What needs to be done: Copy out the entries exactly, from the first line to the last.

Data supplied:

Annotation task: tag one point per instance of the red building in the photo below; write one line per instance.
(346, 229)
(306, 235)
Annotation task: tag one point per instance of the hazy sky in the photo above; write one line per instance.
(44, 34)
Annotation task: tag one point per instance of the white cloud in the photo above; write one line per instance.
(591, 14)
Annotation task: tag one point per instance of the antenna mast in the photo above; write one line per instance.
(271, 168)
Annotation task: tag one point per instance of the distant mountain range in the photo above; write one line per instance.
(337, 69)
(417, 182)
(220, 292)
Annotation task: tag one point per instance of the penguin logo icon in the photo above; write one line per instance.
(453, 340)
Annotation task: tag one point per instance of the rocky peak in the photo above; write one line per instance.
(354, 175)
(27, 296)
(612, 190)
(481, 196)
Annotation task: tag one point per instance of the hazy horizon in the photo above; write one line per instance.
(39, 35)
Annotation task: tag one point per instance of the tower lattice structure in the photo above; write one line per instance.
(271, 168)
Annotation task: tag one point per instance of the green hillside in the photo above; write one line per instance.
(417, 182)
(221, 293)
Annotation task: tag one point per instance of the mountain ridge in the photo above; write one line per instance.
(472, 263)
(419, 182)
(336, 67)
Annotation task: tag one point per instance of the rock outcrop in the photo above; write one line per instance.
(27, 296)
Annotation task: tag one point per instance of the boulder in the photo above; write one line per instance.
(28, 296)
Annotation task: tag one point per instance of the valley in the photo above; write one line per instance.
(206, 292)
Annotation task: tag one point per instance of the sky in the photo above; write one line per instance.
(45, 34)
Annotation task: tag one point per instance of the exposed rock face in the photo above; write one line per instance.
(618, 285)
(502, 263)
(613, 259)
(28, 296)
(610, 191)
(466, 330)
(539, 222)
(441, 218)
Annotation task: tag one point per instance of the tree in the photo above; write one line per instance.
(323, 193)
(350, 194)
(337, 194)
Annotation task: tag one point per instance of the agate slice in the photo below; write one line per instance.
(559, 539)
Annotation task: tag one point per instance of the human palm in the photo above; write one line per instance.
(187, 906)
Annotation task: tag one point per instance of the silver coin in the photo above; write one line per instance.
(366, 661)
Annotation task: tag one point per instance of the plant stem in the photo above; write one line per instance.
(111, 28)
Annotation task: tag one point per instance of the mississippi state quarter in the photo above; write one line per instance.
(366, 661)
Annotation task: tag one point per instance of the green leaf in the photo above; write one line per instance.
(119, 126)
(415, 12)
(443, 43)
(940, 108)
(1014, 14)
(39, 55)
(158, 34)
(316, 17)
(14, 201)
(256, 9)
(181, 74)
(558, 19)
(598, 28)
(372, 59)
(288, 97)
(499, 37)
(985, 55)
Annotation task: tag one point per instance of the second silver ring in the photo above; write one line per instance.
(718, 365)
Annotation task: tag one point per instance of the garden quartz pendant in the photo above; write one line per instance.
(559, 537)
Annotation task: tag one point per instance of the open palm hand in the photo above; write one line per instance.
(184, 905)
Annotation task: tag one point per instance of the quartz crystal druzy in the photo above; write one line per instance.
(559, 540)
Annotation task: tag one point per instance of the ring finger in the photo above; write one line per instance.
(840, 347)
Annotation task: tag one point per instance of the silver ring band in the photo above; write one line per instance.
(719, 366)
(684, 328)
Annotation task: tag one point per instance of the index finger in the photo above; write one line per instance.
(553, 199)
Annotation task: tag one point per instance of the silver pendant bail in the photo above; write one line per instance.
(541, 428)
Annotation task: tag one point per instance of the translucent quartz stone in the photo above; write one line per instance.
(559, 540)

Your response:
Annotation task: tag one point per instance of the red building in the photo below; write one line per instance.
(346, 229)
(306, 235)
Annotation task: tag one point per instance of the hazy sky in the photo above; write one line per instance.
(44, 34)
Annotation task: tag one point per instance of the white cloud in the photo above; write one line per instance.
(591, 14)
Annotation task: tag one point per instance of the antenna mast in the photo above; write one line per instance.
(271, 168)
Annotation task: tag one point per instance of the distant mountain range in the photo above; write one line per instance.
(337, 69)
(417, 182)
(220, 292)
Annotation task: tag one point per instance of the penguin logo icon in the photo above; write one line per instance.
(453, 340)
Annotation task: tag one point per instance of the rocky peak in the photo above; write one line per instance.
(354, 175)
(27, 296)
(612, 190)
(481, 196)
Annotation task: tag one point per instance of the hazy horizon in the photo above; write one line per instance.
(39, 35)
Annotation task: tag one point per instance of the tower lattice structure in the photo above; write one line per instance.
(271, 168)
Annotation task: tag one point per instance of the green hillside in the photo above; write one line per instance.
(417, 182)
(221, 293)
Annotation task: tag one point per instance of the mountain ridge in the photo above; write one line per instance.
(472, 263)
(419, 182)
(336, 67)
Annotation task: tag one point per instance of the rock outcrop in the photo above; write one line per instance.
(27, 296)
Annotation task: tag one point per instance of the boulder in the photo above; write one line per instance.
(28, 296)
Annotation task: tag one point per instance of the valley in the photo above; write one line per instance.
(206, 292)
Annotation task: tag one point per instance of the sky in the photo above; write one line per instance.
(45, 34)
Annotation task: tag one point per instance of the exposed rock face in the photo above; write one line per instance.
(618, 285)
(502, 263)
(613, 259)
(28, 296)
(610, 191)
(466, 330)
(539, 222)
(441, 218)
Annotation task: tag one point per instance of the tree in the photo above; write one line per instance.
(323, 193)
(350, 194)
(337, 194)
Annotation task: tag one point per instance of the agate slice in the photo below; write one line per instance.
(559, 539)
Annotation task: tag one point per instance of the human palm in the photo above; write one line per instance.
(187, 906)
Annotation task: tag one point per instance of the silver coin in the photo above; write one line per instance.
(366, 661)
Annotation task: tag one point per instance of the plant stem in the photo above; write one line per instance.
(111, 28)
Annotation task: tag one point per instance of the mississippi state quarter in the photo above; write one line per instance.
(366, 661)
Annotation task: tag one point per instance of the green leaf in the photo above; write one line per instance.
(119, 126)
(415, 12)
(443, 43)
(940, 108)
(1014, 14)
(39, 55)
(158, 34)
(316, 17)
(14, 201)
(256, 9)
(181, 74)
(558, 19)
(598, 28)
(372, 59)
(288, 97)
(499, 37)
(985, 55)
Annotation task: tag one point per instance of the second silver ring in the photo above; write one line per instance.
(718, 365)
Annotation task: tag one point per instance of the garden quartz pendant in the photo above; write one line per instance.
(559, 537)
Annotation task: tag one point per instance of the open palm hand in the photo above; write one line per instance.
(184, 905)
Annotation task: tag one point per instance of the quartz crystal druzy in the photo above; write one line per instance.
(559, 540)
Annotation task: tag one point per instance of the ring finger in the photo above; write one line per instance.
(840, 347)
Annotation task: tag one point per instance of the silver ring band in the photo above; write one line per instance.
(719, 366)
(684, 328)
Annotation task: tag one point per instance of the index finger in the photo above; write one line per instance.
(553, 199)
Annotation task: tag one point per instance of the silver pendant bail in the photo above; write one line per instance.
(541, 428)
Annotation task: tag one point per instance of the translucent quartz stone in the photo above; write one line per instance.
(559, 540)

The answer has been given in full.